QUOTED PASSAGE:
##############################

Decisions by other counties made it more difficult for the midway operators, North American Midway Entertainment, to commit to providing entertainment in Kosciusko County since they depend on other nearby shows as part of their annual summer tour.
Fair board officials, though, admitted that other factors led to the decision, many of which boiled down to public safety.
4-H leaders, under the direction of Purdue Extension, had scaled back operations over concerns with social distancing; The livestock shows were altered significantly and moved up a week; sponsorships had plummeted and food vendors expressed concerns that circumstances beyond their control could lead to being shut down.
Afterward, board president Shane Checketts offered a statement.
“This was not an easy decision,” Checketts said. “I know there’s a lot of people out there who want to see a fair. I know there’s a lot of people who want to see normalcy. I know there’s a lot of people who want something to do. And I would agree with all of them, but at the same time, this decision was made with respect to is it the right thing to do?”
“Is it right for the community? Is it right for any of the vendors coming in that could be exposed? We don’t want exposure to start at the fairgrounds,” he said.
“With the lack of a carnival and 4-H, it would be a challenge to produce a fair that is eventful enough to draw in patrons,” Checketts said during the meeting.
Checketts said they will look at alternative plans that could involve some of the grandstand events, which had included a monster truck show, a demolition derby and a rodeo.
The board will need to schedule a meeting to look into those options, he said.
Fair leaders on Monday had met with Warsaw Mayor Joe Thallemer to review plans and see where he stood on the issue. Checketts said Thallemer declined to say whether the they should go ahead, saying that decision is in the hands of the fair board.
The board had also planned to seek input from the Kosciusko County Health Department on Wednesday.
Checketts said he learned of the Midway’s decision earlier Monday.
Checketts prodded the board into the discussion as many seemed resistant to even bring up the idea of cancelling the fair until board member Ann Wiesehan spoke via an internet connection. She said she didn’t think there was enough entertainment to bring in a crowd, pointing out that many are still leery of going out into public and that they could not guarantee a safe environment.
Officials spent the last several weeks developing a long list of safety protocols, which would have also driven up costs.
Despite the efforts, officials conceded that maintaining social distancing would be difficult.
“I don’t think there’s any way we can keep people safe here,” said board member Kevin Harris. “It would be just a giant error on our part.”
Editor’s note: This story has been updated to correct the name of the midway operator.

##############################

RECORDS TO USE:
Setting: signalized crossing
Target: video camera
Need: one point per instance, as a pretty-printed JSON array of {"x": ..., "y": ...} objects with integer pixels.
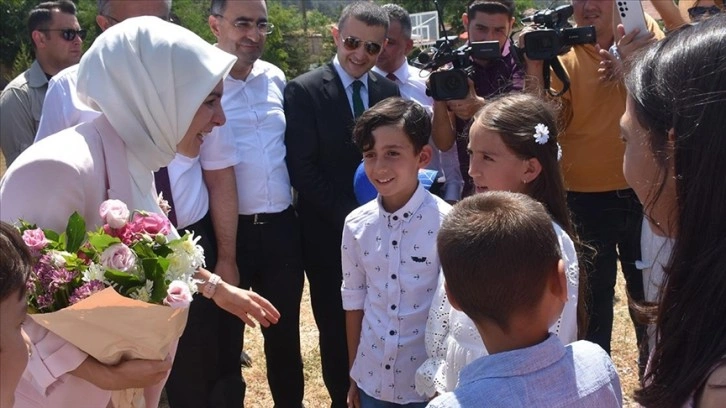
[
  {"x": 452, "y": 84},
  {"x": 554, "y": 36}
]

##############################

REQUIRED WORK:
**a.** According to the fair cancellation article, which company operates the midway?
**b.** Please rewrite the entries with "video camera" swapped for "surveillance camera", leaving everything else unchanged and omitting the pictures.

EXPECTED ANSWERS:
**a.** North American Midway Entertainment

**b.**
Setting: signalized crossing
Target: surveillance camera
Need: one point per instance, as a pretty-printed JSON array of {"x": ..., "y": ...} objects with integer pixels.
[
  {"x": 452, "y": 84},
  {"x": 554, "y": 36}
]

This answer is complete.